# What you should do:
Reproduce the following lines without any alteration.

# Provided data:
════

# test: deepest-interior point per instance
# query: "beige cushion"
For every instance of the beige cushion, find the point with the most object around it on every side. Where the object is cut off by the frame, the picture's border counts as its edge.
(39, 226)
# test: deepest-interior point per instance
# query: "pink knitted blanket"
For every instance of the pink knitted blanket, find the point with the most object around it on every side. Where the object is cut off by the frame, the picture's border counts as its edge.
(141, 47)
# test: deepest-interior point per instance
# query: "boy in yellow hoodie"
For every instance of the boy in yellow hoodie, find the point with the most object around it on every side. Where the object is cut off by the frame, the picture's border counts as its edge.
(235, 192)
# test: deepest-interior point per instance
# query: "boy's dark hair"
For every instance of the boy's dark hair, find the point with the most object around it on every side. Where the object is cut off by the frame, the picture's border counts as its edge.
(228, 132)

════

# The reply:
# test: deepest-interior point per instance
# query: "beige cushion"
For every instance of the beige cushion, find the point with the most object around it on every side. Where the object is cut off by the frame, the picture's border counts as its edge.
(39, 226)
# test: deepest-interior point per instance
# query: "pink knitted blanket"
For every instance of the pink knitted blanket, find the point with the most object around it on every side. Where the object is cut off by the frame, the picture's border counts as its edge.
(141, 47)
# test: deepest-interior point per instance
# query: "boy in yellow hoodie"
For every instance of the boy in yellow hoodie, find the point with the most object around it on every side. Where the object is cut off by the frame, the picture's border counts as its edge.
(235, 192)
# test: deepest-interior point per instance
# query: "boy's dark hair"
For every instance of the boy's dark hair, find the point with the most object around it on every side. Where the object is cut off by the frame, the picture's border counts as its edge.
(228, 132)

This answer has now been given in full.